• Task to complete: Extract the entries starting at the line that contains "For this drill the class indicates the blurred" and ending at the last line of the entries, and reproduce those lines word for word.
━━━━━ Data for the task
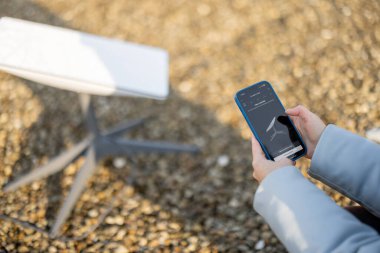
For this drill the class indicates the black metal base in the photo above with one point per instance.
(96, 146)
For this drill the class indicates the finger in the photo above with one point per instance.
(295, 111)
(298, 111)
(257, 152)
(286, 162)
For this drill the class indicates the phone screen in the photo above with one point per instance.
(268, 118)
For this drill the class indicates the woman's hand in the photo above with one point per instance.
(261, 165)
(309, 125)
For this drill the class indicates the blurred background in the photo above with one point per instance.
(322, 54)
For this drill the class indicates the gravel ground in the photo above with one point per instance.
━━━━━━━━━━
• The result:
For this drill the class indicates the blurred background in the photo above with one point per instance.
(322, 54)
For this drill the class indicates the gravel ground in the photo above with one point per instance.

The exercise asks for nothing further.